__ARTICLE__
------------------------------------------------

According to a commentary by Natasha Fatah, broadcast by the Canadian
Broadcasting Corporation (CBC), Aqsa Parvez did not want to wear the hijab, “the
Middle Eastern head-covering that has become the most significant icon for Islam
in the West, which is unfortunate, since 90 per cent of Muslim women in this
country don’t wear one … This superficial measurement of ‘Muslim-ness’ has
become so prevalent that a small but increasing number of families are pushing
it on their daughters. Aqsa, a Pakistani-Canadian, was just one of the victims
of this growing obsession. Now that Aqsa is dead, who will speak for her? Who
will speak for the countless Muslim girls who lead double lives and who suffer
in silence in their homes? Who will make sure they aren’t abused or killed?
Most Islamist men and women say that a woman chooses to wear the hijab.
But, all too often, that choice is taken away from young Muslim girls, and they
are being told by their parents and their imams that if they don’t wear the
hijab, they are no longer Muslim, even though the Quran, Islam’s holy book, does
not say that a woman has to cover her hair.”

------------------------------------------------

__RECORDS PROVIDED__
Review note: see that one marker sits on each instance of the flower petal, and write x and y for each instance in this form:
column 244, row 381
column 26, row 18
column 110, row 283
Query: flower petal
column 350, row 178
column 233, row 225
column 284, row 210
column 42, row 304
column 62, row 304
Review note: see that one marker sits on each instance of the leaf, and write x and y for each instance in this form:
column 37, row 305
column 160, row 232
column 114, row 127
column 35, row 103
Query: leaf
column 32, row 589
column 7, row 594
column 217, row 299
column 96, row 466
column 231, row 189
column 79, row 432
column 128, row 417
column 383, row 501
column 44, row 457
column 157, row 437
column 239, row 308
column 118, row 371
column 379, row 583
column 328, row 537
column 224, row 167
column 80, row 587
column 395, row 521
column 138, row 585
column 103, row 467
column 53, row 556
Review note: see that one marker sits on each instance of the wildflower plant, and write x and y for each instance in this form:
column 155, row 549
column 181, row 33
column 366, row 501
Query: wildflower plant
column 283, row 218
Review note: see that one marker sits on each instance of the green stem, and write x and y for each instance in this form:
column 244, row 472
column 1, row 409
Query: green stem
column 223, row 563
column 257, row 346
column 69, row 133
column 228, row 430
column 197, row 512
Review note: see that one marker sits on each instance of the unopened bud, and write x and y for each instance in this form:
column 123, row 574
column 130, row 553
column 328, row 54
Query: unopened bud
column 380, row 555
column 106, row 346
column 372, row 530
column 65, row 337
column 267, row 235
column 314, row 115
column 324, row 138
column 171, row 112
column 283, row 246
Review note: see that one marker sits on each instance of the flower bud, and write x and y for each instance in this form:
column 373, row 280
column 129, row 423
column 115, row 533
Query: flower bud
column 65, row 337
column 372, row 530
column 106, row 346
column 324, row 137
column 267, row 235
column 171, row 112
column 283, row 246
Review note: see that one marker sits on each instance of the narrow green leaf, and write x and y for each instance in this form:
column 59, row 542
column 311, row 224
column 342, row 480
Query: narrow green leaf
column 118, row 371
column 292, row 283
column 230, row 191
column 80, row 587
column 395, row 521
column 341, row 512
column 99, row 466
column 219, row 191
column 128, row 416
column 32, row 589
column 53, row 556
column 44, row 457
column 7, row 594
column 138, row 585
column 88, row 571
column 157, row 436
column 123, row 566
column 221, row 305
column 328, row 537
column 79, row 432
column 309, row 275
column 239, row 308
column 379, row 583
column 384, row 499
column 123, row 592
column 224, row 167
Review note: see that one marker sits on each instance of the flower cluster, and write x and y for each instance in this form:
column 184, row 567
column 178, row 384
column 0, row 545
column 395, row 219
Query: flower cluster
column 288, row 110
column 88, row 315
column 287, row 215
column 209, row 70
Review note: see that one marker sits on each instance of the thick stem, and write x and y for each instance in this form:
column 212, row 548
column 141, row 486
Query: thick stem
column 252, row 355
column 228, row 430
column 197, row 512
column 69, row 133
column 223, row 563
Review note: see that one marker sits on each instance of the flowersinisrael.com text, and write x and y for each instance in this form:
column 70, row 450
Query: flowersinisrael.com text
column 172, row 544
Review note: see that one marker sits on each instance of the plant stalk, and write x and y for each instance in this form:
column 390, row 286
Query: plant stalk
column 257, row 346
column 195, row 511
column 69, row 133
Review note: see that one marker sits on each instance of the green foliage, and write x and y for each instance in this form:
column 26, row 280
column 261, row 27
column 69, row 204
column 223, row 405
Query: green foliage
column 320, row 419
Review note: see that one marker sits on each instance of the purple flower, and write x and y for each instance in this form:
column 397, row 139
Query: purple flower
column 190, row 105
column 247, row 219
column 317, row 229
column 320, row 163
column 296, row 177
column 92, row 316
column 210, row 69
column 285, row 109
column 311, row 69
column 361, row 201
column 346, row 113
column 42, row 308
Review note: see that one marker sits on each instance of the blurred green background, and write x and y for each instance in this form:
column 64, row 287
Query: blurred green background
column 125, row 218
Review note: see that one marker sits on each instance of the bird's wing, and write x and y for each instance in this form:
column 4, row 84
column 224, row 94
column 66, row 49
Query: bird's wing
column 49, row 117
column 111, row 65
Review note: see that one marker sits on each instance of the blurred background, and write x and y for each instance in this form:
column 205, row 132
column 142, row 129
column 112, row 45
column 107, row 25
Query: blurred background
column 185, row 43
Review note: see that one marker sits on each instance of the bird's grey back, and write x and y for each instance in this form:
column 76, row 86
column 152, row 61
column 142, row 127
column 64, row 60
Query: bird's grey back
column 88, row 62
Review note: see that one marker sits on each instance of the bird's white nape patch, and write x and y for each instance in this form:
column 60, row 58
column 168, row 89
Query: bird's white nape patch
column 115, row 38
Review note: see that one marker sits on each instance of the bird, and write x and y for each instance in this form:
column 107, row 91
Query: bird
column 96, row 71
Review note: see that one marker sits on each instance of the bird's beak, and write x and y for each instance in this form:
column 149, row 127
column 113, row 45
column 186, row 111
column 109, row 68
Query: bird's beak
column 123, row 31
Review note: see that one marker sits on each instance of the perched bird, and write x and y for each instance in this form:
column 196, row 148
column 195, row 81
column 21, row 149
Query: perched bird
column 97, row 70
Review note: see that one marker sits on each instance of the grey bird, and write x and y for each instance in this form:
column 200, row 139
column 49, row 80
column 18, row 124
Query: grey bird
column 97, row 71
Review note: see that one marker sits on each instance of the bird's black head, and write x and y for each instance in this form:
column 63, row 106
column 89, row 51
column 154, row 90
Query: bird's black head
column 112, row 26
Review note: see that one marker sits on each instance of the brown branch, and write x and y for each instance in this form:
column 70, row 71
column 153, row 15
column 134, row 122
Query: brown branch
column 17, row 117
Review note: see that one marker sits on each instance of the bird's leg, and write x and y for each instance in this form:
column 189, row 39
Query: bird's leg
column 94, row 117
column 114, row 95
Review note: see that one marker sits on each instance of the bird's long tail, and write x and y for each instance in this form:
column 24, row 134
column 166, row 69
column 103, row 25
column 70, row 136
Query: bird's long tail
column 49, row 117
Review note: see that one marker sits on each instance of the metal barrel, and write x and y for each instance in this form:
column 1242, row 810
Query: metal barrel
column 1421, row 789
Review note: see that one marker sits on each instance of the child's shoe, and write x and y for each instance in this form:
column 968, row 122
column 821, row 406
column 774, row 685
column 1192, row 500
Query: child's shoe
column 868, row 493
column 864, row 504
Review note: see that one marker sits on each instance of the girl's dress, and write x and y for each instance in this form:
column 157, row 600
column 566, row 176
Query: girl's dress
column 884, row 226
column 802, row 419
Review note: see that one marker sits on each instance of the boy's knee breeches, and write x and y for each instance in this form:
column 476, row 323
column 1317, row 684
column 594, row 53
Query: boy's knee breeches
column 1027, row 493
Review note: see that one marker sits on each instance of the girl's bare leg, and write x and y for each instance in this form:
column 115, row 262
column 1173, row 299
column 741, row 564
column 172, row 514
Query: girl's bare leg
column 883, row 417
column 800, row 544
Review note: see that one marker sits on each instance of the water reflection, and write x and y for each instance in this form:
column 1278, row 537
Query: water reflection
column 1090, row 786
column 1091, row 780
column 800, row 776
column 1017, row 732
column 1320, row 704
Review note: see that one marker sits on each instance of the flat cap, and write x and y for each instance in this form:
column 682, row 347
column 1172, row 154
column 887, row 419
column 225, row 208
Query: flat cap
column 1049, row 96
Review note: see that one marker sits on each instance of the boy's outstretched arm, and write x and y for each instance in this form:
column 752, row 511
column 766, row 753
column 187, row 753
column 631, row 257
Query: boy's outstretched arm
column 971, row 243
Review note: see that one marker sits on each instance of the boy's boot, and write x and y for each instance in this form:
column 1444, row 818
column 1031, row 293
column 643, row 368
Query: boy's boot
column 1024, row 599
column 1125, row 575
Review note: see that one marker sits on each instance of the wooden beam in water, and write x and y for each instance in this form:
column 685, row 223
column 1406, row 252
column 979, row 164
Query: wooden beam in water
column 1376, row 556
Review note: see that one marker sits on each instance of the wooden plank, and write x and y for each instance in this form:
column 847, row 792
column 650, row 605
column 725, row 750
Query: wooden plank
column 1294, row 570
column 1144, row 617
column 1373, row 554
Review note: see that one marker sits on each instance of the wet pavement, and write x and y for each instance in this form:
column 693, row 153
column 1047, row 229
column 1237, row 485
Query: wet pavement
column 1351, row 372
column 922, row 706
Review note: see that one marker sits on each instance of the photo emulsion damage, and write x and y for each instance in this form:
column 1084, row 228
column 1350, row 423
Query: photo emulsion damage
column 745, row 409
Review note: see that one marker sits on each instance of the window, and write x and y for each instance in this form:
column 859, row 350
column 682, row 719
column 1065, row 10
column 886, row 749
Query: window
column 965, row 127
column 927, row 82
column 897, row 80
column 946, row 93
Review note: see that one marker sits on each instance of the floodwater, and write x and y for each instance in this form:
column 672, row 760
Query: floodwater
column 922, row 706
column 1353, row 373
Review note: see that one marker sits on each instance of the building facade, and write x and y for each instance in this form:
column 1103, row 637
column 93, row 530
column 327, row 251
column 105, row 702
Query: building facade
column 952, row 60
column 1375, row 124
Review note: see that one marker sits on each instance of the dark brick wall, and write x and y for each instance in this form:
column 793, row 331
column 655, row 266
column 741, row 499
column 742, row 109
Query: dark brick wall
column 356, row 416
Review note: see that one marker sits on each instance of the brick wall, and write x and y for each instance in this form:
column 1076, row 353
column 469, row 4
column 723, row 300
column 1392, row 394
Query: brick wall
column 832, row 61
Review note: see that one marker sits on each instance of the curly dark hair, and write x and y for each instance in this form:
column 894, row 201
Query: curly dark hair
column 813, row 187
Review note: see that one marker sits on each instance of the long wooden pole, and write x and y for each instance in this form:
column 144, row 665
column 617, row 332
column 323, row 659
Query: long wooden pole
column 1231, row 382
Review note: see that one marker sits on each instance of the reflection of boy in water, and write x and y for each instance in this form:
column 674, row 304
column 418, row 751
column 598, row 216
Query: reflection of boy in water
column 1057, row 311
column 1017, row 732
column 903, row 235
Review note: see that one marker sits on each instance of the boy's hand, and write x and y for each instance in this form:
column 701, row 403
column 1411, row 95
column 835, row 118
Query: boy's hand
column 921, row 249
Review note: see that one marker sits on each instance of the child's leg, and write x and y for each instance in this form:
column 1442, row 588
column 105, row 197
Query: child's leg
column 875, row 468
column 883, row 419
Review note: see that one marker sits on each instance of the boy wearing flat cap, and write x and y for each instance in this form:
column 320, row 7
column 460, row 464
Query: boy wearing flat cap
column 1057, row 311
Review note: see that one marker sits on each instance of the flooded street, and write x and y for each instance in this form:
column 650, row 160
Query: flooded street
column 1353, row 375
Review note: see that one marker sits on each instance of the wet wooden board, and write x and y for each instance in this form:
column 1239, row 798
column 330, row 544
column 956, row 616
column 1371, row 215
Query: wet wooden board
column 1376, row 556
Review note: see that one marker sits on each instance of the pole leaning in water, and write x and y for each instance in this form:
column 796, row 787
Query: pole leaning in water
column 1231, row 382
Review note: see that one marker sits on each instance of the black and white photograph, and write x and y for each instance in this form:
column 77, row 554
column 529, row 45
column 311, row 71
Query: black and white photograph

------------------------------------------------

__REQUESTS__
a) According to the commentary, what share of Muslim women in the country do not wear the hijab?
b) Please transcribe part of the commentary word for word, beginning at "According to a" and stopping after "wear the hijab.".
c) Recast the commentary's paragraph that opens with "According to a commentary" as a short list that keeps its main facts.

__SOLUTIONS BY TASK__
a) 90 percent.

b)
According to a commentary by Natasha Fatah, broadcast by the Canadian
Broadcasting Corporation (CBC), Aqsa Parvez did not want to wear the hijab, “the
Middle Eastern head-covering that has become the most significant icon for Islam
in the West, which is unfortunate, since 90 per cent of Muslim women in this
country don’t wear one … This superficial measurement of ‘Muslim-ness’ has
become so prevalent that a small but increasing number of families are pushing
it on their daughters. Aqsa, a Pakistani-Canadian, was just one of the victims
of this growing obsession. Now that Aqsa is dead, who will speak for her? Who
will speak for the countless Muslim girls who lead double lives and who suffer
in silence in their homes? Who will make sure they aren’t abused or killed?
Most Islamist men and women say that a woman chooses to wear the hijab.

c)
- In a commentary broadcast by the Canadian Broadcasting Corporation (CBC), Natasha Fatah says that Aqsa Parvez, a Pakistani-Canadian, did not want to wear the hijab.
- The hijab, a Middle Eastern head-covering, has become the most significant icon for Islam in the West, although 90 percent of Muslim women in the country don't wear one.
- A small but increasing number of families push the hijab on their daughters as a superficial measure of "Muslim-ness," and Aqsa was one victim of this growing obsession.
- With Aqsa dead, the commentary asks who will speak for her and for the countless Muslim girls who lead double lives and suffer in silence at home, and who will make sure they aren't abused or killed.
- Most Islamist men and women say that wearing the hijab is a woman's choice. Young Muslim girls are often denied that choice, and their parents and imams tell them they are no longer Muslim without it. Yet the Quran does not say that a woman has to cover her hair.